[Referring expression data]
============================================================

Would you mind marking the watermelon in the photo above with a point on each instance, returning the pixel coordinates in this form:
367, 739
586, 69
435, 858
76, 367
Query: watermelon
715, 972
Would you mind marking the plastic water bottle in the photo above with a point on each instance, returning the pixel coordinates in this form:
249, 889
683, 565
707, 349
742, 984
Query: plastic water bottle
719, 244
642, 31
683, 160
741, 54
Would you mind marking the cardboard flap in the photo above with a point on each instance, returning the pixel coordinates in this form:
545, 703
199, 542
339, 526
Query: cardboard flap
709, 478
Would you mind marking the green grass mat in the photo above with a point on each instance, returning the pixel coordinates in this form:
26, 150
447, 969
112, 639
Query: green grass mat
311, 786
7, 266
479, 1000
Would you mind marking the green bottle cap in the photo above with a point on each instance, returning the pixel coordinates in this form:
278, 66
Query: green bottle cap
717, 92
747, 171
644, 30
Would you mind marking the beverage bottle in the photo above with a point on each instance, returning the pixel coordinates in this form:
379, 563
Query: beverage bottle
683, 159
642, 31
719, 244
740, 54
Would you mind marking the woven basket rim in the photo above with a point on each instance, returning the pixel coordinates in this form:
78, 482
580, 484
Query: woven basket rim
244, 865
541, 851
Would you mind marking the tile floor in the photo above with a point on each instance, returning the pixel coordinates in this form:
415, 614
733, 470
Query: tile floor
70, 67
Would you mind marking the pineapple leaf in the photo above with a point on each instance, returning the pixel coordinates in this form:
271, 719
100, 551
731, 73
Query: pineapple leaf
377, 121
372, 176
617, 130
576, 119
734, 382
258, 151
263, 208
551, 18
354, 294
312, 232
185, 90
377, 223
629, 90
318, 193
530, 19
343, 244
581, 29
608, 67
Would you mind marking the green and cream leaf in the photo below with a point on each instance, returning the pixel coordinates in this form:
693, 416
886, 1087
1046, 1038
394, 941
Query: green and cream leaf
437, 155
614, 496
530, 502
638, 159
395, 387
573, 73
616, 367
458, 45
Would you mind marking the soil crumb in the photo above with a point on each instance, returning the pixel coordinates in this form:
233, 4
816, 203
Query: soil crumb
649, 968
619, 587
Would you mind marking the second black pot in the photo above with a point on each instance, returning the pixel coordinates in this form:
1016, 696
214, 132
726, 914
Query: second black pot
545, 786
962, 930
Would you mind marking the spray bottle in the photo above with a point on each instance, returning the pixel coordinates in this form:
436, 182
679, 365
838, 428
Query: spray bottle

============================================================

**Work instruction:**
Every line above should be written out again, unchanged.

**Result:**
Would you mind marking the watermelon in the photo above with a point on each instance, returning the pixel coordinates in this form:
367, 739
586, 69
435, 858
76, 367
Query: watermelon
715, 972
Would you mind marking the plastic water bottle in the photo above with a point on each instance, returning the pixel coordinates in this form:
249, 889
683, 565
707, 349
742, 984
Query: plastic water bottle
719, 244
642, 31
683, 160
741, 54
Would you mind marking the cardboard flap in the photo above with a point on each instance, returning the pixel coordinates in this form:
545, 703
199, 542
339, 526
Query: cardboard flap
709, 478
Would you mind marking the green grass mat in the photo above with a point on each instance, returning the pixel coordinates in this form:
26, 150
447, 969
112, 639
Query: green grass mat
311, 786
7, 266
479, 1000
Would you mind marking the green bottle cap in the photo above with a point on each instance, returning the pixel coordinates in this form:
278, 66
Query: green bottle cap
717, 92
747, 171
644, 30
Would you mind marking the beverage bottle in the photo above with a point on each instance, returning the pixel coordinates in this form:
379, 563
Query: beverage bottle
683, 159
642, 31
719, 244
740, 54
Would you mind marking the woven basket rim in the photo above with a point on each instance, returning the pixel coordinates in this form:
78, 482
580, 484
Query: woven basket rim
244, 865
541, 851
Would you mind marking the tile floor in the photo above with a point on each instance, returning the pixel coordinates in this form:
415, 614
733, 470
Query: tile floor
70, 67
Would you mind marking the pineapple leaf in the photo above with a point on each instance, returning the pixel coordinates in this form:
271, 719
100, 551
731, 73
Query: pineapple leaf
377, 121
372, 176
617, 130
576, 119
734, 382
258, 151
263, 208
551, 18
354, 294
312, 232
185, 90
377, 223
629, 90
318, 193
530, 19
343, 244
581, 29
608, 67
Would you mind marking the green and cream leaf in the photo below with a point on each instance, returning the pixel coordinates in this form:
693, 416
886, 1087
1046, 1038
394, 941
Query: green and cream leaf
437, 155
614, 496
530, 502
638, 159
395, 387
573, 73
616, 367
458, 45
Would you mind marking the soil crumb in the photo above with a point on each instance, returning the pixel coordinates in this form:
233, 4
816, 203
Query: soil crumb
649, 968
619, 587
Would you mind marking the second black pot in the photo above with a point on each instance, returning the pixel coordinates in this form:
1016, 696
214, 132
726, 914
Query: second black pot
545, 786
962, 930
Would you mind marking the spray bottle in the photo above with a point on each instance, returning the pixel coordinates in this form:
436, 182
679, 365
838, 428
Query: spray bottle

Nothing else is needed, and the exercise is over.